— START —
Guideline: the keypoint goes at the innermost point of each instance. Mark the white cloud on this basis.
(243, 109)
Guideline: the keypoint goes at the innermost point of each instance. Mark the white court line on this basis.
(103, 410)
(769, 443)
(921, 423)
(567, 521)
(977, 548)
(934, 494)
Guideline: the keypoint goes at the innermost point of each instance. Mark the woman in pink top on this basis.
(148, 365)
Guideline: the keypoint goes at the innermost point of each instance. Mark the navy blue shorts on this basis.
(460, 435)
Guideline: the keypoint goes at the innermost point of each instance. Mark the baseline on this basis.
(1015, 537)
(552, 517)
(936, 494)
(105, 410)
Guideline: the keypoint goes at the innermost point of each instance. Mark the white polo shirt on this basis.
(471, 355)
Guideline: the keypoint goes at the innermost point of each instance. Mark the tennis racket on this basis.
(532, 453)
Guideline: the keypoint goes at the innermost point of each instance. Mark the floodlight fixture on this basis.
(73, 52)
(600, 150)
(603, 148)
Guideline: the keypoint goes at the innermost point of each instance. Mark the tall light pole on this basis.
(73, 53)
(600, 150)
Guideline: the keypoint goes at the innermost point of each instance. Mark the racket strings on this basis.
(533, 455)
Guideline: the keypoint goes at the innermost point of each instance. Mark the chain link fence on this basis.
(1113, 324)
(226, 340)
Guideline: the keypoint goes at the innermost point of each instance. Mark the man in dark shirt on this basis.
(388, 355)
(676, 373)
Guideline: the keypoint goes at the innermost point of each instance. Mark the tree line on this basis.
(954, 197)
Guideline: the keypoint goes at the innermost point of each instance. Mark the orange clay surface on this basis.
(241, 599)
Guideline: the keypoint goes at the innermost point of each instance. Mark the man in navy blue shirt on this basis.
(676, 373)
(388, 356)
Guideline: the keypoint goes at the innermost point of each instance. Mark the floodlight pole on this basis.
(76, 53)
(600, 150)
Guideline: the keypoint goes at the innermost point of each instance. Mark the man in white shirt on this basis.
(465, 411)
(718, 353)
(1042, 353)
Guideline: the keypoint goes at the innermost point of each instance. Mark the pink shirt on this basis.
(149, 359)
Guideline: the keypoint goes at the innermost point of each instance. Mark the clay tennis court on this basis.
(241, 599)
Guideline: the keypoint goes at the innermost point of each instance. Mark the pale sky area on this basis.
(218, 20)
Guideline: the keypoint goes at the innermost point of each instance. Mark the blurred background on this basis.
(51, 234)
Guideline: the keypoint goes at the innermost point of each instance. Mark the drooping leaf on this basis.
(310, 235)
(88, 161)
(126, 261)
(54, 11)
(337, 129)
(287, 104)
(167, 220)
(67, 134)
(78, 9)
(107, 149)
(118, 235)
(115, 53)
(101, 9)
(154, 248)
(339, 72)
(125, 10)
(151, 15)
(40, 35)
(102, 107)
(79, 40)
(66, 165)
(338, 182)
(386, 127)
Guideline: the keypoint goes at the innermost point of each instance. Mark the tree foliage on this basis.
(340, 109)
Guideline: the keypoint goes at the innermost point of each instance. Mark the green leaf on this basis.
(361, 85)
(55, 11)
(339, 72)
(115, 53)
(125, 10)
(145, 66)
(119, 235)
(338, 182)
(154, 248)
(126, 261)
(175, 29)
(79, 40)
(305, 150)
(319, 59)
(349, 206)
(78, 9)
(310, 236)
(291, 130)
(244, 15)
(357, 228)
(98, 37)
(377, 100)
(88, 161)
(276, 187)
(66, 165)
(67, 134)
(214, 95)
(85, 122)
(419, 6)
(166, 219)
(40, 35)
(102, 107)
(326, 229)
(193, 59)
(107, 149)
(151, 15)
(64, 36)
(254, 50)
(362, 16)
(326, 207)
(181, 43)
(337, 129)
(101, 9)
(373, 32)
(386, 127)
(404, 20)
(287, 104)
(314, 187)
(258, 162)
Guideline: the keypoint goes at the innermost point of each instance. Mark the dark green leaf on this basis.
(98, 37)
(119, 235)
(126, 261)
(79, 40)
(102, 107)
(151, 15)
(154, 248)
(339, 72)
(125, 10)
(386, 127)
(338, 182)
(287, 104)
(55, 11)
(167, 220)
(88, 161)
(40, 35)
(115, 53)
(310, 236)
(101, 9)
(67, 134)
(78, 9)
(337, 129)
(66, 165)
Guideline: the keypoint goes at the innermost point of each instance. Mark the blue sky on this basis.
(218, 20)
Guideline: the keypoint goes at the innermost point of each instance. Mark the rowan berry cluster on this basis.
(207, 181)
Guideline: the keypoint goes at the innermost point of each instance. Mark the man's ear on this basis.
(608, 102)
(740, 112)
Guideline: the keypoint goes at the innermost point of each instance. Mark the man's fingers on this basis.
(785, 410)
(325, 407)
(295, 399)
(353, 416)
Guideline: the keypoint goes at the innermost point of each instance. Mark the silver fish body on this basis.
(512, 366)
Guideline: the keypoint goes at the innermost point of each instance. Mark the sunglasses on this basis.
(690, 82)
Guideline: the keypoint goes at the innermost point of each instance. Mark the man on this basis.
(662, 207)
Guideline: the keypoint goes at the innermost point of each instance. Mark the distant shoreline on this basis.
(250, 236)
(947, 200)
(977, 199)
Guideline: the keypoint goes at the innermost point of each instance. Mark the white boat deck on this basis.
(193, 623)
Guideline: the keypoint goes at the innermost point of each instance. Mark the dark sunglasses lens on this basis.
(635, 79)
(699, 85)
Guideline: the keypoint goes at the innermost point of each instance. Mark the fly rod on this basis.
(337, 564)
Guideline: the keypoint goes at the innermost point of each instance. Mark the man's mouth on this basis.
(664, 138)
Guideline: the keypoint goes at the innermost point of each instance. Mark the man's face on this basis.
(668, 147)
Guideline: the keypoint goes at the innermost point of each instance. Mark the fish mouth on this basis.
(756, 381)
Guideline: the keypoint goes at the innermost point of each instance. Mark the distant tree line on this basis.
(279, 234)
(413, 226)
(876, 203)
— END —
- EXERCISE PROMPT: Output the line holding "body on this basis.", then every later line through the end of the records above, exactly as given and nothing else.

- FULL RESPONSE:
Guideline: the keypoint goes at the innermost point of each instance. Mark the silver fish body on this basis.
(512, 366)
Guideline: the keypoint goes at the innermost point of each instance. Mark the sunglasses on this basis.
(690, 82)
Guideline: the keypoint goes at the innermost point of each instance. Mark the man on this basis.
(662, 207)
Guideline: the keypoint goes at the innermost point of each instance. Mark the distant shoreline on this basis.
(250, 236)
(947, 200)
(977, 199)
Guideline: the keypoint goes at the innermost point of each instance. Mark the white boat deck on this basis.
(193, 623)
Guideline: the keypoint goes at the innermost point of each instance. Mark the dark sunglasses lens on this basis.
(635, 79)
(699, 85)
Guideline: the keypoint goes at the innermost point of each instance. Mark the fly rod on this basis.
(337, 564)
Guideline: the keypoint goes at the innermost point of each instance. Mark the man's mouth on this basis.
(664, 138)
Guideline: the keypoint goes at the innermost point of each instance. Mark the man's face on this basis.
(668, 147)
Guideline: the keypoint goes at the innermost point of each instance. Mark the fish mouth on this basis.
(756, 381)
Guideline: the keypoint goes at the innermost point of each instance. Mark the distant tree line on this basis.
(279, 234)
(413, 226)
(876, 203)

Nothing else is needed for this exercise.